(Excerpt from a dataset)
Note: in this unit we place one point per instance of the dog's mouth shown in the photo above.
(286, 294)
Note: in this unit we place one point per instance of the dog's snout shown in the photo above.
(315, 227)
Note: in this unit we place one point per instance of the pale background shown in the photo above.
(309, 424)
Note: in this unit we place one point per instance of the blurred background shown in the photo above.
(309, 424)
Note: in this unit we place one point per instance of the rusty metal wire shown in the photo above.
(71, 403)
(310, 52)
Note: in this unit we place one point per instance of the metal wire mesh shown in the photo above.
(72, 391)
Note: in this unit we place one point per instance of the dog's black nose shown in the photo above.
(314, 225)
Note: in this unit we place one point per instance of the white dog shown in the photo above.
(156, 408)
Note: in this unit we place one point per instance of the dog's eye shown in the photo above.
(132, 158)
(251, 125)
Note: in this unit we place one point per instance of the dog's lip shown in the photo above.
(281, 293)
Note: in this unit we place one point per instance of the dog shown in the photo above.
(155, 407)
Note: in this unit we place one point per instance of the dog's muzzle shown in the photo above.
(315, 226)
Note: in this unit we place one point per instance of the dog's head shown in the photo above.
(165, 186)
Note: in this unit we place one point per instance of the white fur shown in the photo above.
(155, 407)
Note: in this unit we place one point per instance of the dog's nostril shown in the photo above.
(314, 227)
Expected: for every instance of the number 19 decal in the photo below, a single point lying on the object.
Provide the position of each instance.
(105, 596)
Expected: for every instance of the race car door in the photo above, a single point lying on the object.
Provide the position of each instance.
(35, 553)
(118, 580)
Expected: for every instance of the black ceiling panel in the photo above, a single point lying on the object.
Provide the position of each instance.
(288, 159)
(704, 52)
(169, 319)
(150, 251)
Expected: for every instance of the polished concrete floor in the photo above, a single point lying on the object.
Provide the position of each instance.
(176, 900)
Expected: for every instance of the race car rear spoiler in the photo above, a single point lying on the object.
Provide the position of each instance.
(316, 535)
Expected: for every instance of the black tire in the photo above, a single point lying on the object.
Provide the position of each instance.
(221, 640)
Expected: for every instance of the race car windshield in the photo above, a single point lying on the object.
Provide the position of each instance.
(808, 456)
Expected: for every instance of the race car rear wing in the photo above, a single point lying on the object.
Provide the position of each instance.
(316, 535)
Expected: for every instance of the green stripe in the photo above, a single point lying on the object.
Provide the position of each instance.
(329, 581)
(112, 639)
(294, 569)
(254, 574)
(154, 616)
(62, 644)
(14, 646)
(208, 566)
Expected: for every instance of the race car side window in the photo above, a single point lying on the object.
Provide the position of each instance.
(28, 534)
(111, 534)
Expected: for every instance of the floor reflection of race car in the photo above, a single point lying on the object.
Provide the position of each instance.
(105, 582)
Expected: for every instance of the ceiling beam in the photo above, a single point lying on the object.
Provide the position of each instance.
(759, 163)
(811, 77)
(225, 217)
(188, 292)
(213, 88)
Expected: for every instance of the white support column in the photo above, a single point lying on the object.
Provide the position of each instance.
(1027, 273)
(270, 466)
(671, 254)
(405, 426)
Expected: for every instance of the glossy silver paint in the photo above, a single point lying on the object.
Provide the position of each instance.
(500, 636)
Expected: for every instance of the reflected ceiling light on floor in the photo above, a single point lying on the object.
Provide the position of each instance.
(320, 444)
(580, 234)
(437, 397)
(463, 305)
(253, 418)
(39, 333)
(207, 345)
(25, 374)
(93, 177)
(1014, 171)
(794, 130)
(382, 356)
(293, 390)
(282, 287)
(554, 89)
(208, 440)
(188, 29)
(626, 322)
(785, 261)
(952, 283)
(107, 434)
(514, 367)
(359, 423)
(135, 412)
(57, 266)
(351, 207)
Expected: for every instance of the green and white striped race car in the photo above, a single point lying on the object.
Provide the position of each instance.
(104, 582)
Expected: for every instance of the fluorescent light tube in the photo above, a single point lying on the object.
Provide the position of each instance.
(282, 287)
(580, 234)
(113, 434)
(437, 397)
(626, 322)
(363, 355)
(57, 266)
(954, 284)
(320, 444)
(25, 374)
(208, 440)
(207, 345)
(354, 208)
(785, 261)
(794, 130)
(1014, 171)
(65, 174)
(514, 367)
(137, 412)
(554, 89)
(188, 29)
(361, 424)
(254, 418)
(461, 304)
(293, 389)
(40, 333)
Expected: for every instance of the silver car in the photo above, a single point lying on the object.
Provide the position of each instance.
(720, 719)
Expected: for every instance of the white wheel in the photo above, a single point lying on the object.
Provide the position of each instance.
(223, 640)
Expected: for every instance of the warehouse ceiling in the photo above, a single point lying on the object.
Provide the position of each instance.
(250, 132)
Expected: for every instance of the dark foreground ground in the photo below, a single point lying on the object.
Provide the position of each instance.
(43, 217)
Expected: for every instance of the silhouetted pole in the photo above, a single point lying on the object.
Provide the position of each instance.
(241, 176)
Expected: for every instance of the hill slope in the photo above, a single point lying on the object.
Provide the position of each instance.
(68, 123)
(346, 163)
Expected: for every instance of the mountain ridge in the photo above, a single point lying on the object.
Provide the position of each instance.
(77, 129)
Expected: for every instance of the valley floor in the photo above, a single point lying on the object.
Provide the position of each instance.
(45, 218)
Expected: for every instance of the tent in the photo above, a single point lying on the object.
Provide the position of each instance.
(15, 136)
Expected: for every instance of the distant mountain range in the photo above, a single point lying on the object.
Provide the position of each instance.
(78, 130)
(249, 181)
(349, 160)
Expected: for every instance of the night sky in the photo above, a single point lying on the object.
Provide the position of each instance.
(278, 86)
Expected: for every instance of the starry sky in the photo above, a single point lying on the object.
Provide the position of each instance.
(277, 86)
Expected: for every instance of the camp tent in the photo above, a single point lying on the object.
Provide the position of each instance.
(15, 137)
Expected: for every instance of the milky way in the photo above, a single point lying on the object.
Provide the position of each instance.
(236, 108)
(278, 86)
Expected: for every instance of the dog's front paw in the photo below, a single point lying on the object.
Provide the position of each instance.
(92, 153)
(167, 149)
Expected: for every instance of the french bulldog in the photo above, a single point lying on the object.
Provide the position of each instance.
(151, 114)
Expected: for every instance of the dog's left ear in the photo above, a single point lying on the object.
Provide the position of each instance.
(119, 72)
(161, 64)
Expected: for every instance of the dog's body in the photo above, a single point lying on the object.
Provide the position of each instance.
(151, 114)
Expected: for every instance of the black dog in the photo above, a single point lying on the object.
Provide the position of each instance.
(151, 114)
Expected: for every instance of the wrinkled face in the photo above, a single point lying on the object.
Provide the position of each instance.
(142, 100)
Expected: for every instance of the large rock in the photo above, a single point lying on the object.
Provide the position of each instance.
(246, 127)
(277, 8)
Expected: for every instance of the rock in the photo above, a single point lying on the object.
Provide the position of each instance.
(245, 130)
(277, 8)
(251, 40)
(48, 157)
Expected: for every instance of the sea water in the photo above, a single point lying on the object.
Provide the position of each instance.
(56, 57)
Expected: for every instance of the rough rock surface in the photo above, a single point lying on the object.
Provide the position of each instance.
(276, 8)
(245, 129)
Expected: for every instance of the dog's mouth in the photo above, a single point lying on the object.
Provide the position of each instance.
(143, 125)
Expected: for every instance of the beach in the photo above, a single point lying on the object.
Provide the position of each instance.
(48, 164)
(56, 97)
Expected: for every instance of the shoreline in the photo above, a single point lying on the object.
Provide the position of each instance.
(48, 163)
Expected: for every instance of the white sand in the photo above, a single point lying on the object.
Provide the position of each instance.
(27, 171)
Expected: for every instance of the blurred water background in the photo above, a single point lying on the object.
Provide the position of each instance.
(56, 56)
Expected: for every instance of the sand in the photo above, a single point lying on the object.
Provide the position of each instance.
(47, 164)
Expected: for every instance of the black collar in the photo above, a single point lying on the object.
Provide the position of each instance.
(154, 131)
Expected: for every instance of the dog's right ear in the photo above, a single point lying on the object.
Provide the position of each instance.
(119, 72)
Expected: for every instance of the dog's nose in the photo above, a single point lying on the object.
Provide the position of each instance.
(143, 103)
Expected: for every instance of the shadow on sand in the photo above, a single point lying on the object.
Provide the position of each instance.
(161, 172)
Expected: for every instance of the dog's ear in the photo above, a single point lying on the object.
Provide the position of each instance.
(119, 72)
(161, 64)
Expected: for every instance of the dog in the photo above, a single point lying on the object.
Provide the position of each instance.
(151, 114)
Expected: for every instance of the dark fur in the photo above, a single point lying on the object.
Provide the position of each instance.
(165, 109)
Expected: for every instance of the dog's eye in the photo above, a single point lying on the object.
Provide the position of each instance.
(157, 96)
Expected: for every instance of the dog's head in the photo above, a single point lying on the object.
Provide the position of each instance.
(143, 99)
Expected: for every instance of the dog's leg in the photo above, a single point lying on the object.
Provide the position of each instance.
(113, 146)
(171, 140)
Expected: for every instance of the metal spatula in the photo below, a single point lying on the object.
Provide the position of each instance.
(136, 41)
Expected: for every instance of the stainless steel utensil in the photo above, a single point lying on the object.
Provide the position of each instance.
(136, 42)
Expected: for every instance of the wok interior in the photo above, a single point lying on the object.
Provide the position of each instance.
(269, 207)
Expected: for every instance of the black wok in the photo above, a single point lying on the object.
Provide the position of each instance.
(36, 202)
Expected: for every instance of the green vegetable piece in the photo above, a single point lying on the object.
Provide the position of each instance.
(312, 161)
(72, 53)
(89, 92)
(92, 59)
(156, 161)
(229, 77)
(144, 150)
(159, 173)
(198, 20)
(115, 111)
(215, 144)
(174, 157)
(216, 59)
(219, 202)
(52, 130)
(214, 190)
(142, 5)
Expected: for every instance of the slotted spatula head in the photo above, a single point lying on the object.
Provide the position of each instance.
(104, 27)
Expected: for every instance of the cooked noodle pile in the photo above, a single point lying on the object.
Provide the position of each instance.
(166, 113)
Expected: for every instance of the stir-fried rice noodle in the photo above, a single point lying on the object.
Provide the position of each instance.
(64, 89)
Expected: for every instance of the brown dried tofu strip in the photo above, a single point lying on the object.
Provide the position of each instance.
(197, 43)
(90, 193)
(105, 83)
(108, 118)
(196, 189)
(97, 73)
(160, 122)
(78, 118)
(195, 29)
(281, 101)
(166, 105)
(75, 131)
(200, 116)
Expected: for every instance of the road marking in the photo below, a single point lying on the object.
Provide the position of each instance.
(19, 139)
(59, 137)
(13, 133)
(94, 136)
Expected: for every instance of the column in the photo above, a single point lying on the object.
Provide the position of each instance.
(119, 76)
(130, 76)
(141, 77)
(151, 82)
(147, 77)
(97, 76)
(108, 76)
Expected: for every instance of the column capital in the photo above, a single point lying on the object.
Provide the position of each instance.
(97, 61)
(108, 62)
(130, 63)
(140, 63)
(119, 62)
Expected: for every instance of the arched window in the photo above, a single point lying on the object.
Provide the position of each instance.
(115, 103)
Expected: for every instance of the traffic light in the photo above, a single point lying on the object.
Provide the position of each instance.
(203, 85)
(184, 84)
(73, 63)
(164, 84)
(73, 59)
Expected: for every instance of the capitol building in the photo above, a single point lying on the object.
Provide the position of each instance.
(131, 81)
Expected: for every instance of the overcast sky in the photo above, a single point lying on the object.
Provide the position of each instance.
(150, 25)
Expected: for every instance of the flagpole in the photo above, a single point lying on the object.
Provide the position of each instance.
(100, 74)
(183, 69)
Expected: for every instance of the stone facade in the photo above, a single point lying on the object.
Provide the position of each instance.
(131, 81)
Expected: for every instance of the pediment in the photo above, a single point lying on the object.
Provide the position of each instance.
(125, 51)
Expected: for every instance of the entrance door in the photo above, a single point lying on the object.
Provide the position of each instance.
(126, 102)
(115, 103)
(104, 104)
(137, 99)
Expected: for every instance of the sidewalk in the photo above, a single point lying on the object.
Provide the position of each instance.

> **AIM OF THE TASK**:
Reproduce the lines word for word, starting at the one holding "Expected: for every instance of the arched" and ending at the final line of the material above.

> **OUTPUT OF THE TASK**:
Expected: for every instance of the arched window in the photo above, a single point lying on the object.
Provide the position of each instance.
(115, 103)
Expected: for every instance of the traffic light in the photo above, a single point lying on the object.
Provide the position of each instance.
(203, 85)
(184, 84)
(73, 63)
(164, 84)
(73, 59)
Expected: for every instance of the capitol building in the photo above, a single point lying on the object.
Provide the position of each instance.
(131, 81)
Expected: for every instance of the overcast sky in the photo above, a single point lying on the object.
Provide the position of each instance.
(150, 25)
Expected: for every instance of the flagpole in the photo above, a single point lying on the object.
Provide the position of each instance.
(100, 74)
(183, 69)
Expected: for every instance of the stone facade in the photo above, a single point lying on the object.
Provide the position of each instance.
(131, 81)
Expected: for every instance of the pediment in the photo above, a single point lying on the object.
Provide the position of each instance.
(125, 51)
Expected: for every instance of the entrance door in the photo above, a single point lying on the object.
Provide the position of each instance.
(126, 102)
(115, 103)
(104, 104)
(137, 99)
Expected: for every instance of the sidewalk in the photo above, a single point lying on the object.
Provide the position of each instance.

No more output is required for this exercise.